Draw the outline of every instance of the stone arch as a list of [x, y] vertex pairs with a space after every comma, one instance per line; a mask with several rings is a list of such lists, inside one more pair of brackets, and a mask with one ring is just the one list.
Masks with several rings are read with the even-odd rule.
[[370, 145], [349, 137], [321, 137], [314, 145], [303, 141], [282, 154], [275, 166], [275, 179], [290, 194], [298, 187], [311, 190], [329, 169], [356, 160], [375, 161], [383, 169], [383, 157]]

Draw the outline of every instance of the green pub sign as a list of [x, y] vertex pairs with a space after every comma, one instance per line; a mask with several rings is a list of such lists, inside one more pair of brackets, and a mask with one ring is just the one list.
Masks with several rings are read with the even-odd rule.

:::

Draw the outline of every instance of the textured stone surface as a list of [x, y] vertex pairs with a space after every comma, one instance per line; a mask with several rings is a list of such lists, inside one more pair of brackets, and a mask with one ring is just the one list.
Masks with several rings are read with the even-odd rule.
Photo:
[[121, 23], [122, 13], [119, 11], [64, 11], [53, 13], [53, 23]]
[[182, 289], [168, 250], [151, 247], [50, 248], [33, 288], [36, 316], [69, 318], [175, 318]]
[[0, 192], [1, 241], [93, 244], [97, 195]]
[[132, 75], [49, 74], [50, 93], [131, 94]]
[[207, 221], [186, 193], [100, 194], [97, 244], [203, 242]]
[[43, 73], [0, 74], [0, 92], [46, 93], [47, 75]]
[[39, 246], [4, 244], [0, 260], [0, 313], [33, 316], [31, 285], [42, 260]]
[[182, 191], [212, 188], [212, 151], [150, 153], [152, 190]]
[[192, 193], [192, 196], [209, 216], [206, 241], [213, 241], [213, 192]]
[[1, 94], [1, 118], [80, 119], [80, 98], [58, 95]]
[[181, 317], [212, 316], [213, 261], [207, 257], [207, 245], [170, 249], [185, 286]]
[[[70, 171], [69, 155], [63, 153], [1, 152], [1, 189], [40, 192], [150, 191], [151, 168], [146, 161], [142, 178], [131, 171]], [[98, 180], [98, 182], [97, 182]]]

:::

**Aim**
Pull out every line of the data above that contains the string "stone", matching case exactly.

**Exercise response**
Draw the outline of every instance of the stone arch as a list of [x, y] vertex pairs with a space after every comma, one instance per line; a mask with several rings is a list of such lists, inside one more pair of brackets, and a mask with one ring is just the one list.
Draw the outline of every instance of the textured stone surface as a list of [x, y] vertex pairs with a space after every comma, one instance per line; a mask with several rings is a list of such lists, inside one more pair of brackets, and a mask with one ring is just the one list.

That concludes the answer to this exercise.